**PROVIDED PASSAGE**
Indigestible plant material that dissolves in water and typically is fermented in the large intestine.

In addition to dissolving, more specifically soluble fiber is able to form colloids, which are highly "wetted" suspensions of materials, e.g., such as most proteins are colloidal as too are starches (though neither of those are examples soluble fiber).

Both soluble fiber and insoluble fiber attract water molecules and therefore contribute to the bulk of chyme. Soluble fiber, however, does not contribute to the bulk or softness of feces so long as it instead is digested within the large intestine prior to the point of feces formation.

Important sources of soluble fiber-containing foods include oats (as in oatmeal), among grains, but also numerous other fruits or their associated seeds (e.g., beans).

Protein (dietary)

Sources of amino acids during digestion and which upon digestion are worth ~4 Calories per gram to us in energy.

**ABOUT THIS EXERCISE**
Retype the passage on soluble fiber and dietary protein in full, word for word.

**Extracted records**

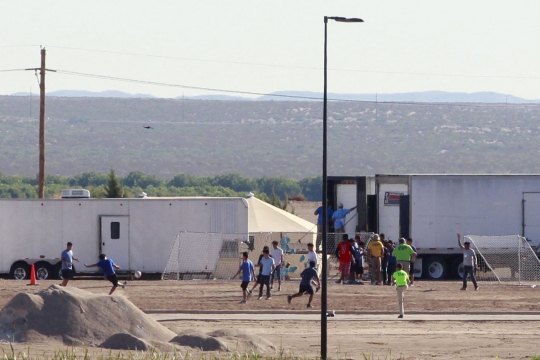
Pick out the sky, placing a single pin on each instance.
(172, 48)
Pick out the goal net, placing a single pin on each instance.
(505, 259)
(218, 256)
(205, 256)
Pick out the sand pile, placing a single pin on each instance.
(78, 317)
(225, 340)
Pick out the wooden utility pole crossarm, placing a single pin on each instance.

**ANSWER AREA**
Indigestible plant material that dissolves in water and typically is fermented in the large intestine.

In addition to dissolving, more specifically soluble fiber is able to form colloids, which are highly "wetted" suspensions of materials, e.g., such as most proteins are colloidal as too are starches (though neither of those are examples soluble fiber).

Both soluble fiber and insoluble fiber attract water molecules and therefore contribute to the bulk of chyme. Soluble fiber, however, does not contribute to the bulk or softness of feces so long as it instead is digested within the large intestine prior to the point of feces formation.

Important sources of soluble fiber-containing foods include oats (as in oatmeal), among grains, but also numerous other fruits or their associated seeds (e.g., beans).

Protein (dietary)

Sources of amino acids during digestion and which upon digestion are worth ~4 Calories per gram to us in energy.